WHAT TO DO: How many lines of the material below contain the string "green", matching case exactly? Give only the number.

INPUT FOR THIS TASK:
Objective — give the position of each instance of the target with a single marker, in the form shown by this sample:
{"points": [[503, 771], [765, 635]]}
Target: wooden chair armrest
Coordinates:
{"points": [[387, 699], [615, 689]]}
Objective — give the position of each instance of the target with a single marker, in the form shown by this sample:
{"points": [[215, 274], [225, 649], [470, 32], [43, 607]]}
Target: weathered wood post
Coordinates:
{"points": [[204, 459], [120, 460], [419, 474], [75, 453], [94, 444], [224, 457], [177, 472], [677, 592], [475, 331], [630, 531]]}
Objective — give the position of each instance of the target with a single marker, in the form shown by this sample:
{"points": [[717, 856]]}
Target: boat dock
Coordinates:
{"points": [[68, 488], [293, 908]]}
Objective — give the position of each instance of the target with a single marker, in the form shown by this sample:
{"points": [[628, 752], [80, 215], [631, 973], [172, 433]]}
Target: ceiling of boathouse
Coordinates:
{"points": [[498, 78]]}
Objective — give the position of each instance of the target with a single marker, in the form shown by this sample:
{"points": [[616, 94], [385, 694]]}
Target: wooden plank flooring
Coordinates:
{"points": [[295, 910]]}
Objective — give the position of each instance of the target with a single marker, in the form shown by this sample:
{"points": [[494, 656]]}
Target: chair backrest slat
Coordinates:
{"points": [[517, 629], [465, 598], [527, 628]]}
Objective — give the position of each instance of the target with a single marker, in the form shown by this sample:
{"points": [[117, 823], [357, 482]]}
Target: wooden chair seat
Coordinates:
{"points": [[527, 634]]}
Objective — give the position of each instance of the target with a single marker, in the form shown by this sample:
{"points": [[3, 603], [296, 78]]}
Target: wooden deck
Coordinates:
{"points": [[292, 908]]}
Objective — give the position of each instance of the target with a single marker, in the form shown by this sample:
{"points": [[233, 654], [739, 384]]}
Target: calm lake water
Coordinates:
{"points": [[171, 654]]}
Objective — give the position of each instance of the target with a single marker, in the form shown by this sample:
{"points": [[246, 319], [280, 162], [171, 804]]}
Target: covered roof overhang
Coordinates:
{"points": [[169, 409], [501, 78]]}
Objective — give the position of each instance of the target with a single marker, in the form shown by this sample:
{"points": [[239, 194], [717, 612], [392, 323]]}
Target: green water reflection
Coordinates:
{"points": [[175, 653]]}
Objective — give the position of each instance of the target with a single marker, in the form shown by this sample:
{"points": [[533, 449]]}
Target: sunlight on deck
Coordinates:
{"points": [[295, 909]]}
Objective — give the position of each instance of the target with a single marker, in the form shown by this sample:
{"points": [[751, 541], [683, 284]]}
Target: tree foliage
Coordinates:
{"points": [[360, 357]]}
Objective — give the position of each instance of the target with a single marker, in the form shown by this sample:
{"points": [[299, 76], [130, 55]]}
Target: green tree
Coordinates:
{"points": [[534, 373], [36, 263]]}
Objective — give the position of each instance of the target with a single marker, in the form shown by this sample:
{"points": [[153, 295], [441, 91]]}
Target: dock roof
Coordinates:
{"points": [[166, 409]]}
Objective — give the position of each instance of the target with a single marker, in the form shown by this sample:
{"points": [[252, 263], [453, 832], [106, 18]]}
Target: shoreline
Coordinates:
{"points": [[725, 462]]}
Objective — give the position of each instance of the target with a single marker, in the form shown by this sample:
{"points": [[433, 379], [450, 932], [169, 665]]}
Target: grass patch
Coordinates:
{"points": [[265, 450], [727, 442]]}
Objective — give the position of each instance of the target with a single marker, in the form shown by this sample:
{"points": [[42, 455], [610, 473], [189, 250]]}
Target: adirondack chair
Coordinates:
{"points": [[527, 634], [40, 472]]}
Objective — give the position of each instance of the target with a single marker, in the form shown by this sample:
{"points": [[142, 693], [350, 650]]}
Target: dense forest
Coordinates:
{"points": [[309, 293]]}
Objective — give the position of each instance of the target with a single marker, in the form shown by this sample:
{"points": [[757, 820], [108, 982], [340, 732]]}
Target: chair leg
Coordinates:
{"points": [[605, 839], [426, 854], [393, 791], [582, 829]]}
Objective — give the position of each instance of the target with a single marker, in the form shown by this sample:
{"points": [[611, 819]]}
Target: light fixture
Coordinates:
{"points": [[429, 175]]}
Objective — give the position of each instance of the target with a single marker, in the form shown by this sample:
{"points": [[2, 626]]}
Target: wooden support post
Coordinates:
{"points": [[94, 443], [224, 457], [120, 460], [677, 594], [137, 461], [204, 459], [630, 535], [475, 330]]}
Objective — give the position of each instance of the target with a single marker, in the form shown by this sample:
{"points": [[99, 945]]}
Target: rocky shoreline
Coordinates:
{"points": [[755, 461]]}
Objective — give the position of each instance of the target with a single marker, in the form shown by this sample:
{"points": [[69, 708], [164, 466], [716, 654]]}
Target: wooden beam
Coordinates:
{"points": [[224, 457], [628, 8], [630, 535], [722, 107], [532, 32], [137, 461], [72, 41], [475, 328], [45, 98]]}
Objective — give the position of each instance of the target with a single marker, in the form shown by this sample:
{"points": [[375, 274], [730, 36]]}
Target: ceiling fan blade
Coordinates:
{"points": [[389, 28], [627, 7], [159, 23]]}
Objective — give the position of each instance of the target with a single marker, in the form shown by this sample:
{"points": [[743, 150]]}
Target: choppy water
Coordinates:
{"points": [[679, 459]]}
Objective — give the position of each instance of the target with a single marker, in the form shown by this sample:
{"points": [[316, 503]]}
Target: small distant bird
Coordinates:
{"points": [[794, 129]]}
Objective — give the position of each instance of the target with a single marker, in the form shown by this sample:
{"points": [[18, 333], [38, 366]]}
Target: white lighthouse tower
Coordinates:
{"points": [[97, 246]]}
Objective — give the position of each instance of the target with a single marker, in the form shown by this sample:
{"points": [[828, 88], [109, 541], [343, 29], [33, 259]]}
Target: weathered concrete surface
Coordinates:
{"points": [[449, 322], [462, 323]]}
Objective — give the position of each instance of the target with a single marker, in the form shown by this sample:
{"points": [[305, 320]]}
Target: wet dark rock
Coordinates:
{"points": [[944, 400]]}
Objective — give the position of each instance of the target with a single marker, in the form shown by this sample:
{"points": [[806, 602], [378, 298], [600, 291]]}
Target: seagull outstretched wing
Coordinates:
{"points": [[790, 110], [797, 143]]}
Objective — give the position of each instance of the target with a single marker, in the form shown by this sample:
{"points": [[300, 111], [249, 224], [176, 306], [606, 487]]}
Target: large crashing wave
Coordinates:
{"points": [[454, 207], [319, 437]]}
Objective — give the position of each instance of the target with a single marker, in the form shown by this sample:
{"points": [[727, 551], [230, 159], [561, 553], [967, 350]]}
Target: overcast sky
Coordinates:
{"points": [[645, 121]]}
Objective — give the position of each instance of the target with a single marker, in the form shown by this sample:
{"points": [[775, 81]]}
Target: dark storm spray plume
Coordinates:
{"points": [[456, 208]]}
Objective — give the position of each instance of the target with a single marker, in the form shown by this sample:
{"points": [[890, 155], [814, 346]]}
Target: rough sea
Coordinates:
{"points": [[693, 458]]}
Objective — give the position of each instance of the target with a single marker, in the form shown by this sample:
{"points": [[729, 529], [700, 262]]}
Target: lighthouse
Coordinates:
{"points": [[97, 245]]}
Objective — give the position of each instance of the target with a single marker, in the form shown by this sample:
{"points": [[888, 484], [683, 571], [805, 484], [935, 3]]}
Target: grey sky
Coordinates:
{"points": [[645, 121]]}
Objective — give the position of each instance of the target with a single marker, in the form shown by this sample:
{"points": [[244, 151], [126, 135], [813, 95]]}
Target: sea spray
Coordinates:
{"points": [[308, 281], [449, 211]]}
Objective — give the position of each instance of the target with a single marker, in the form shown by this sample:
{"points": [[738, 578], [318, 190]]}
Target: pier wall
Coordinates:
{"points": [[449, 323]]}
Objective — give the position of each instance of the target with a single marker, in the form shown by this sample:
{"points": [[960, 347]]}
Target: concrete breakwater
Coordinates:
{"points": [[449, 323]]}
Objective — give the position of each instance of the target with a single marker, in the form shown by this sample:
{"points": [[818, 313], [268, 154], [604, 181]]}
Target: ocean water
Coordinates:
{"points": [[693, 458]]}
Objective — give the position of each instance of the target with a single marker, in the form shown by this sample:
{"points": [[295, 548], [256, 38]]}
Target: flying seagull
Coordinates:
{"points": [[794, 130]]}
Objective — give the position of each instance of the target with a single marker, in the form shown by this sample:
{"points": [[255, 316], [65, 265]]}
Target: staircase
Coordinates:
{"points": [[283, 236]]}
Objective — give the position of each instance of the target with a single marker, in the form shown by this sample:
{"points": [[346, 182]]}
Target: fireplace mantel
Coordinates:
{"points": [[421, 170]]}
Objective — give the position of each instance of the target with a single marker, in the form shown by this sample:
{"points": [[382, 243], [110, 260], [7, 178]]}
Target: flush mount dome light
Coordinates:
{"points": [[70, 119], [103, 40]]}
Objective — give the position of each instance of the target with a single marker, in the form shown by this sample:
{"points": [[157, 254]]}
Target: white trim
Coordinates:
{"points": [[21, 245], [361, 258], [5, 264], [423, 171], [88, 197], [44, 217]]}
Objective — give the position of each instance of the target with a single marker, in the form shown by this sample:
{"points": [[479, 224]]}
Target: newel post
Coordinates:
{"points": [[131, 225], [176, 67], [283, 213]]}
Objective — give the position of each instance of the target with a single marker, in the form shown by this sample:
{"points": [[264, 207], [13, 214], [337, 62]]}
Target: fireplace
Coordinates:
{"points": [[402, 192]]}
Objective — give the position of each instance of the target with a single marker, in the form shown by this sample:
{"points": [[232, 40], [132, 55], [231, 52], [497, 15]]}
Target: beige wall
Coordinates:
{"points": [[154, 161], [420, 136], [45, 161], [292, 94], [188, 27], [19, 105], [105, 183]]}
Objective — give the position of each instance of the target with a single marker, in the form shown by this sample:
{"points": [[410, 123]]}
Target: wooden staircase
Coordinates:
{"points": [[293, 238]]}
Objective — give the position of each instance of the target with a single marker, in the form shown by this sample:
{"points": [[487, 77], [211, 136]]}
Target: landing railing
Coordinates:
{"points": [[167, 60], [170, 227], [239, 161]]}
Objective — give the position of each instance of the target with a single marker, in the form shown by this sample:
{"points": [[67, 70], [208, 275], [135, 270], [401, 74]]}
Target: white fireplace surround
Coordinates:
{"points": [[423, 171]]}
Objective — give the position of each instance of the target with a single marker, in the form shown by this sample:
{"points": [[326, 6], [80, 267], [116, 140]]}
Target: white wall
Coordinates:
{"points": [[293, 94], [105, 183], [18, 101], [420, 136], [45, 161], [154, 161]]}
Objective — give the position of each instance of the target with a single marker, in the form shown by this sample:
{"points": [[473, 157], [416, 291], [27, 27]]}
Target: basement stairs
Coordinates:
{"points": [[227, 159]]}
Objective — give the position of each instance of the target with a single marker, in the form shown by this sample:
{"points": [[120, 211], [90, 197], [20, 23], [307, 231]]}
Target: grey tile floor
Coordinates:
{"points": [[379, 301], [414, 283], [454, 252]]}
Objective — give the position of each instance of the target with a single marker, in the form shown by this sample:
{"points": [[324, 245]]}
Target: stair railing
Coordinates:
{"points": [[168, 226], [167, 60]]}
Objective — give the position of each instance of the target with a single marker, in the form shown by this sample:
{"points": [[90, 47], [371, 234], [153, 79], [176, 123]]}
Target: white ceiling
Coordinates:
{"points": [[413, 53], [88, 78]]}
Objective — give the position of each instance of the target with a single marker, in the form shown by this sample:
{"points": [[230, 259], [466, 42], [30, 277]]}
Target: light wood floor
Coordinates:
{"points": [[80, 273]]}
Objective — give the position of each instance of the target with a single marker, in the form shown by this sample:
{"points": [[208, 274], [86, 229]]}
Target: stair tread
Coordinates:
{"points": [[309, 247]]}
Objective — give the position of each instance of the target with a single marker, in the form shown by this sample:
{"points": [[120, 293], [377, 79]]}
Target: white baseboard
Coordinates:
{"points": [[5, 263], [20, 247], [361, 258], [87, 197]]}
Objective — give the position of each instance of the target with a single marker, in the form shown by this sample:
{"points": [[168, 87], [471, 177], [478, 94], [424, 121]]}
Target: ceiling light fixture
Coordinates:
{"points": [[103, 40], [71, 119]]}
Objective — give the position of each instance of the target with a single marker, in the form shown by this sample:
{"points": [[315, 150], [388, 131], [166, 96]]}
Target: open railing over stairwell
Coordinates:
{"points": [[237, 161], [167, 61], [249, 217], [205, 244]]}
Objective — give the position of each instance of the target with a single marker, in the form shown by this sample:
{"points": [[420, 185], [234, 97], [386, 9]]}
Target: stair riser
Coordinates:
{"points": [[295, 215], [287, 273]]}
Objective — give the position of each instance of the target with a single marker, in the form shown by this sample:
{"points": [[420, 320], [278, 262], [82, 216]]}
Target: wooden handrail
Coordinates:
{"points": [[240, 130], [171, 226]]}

PROBLEM SOLUTION: 2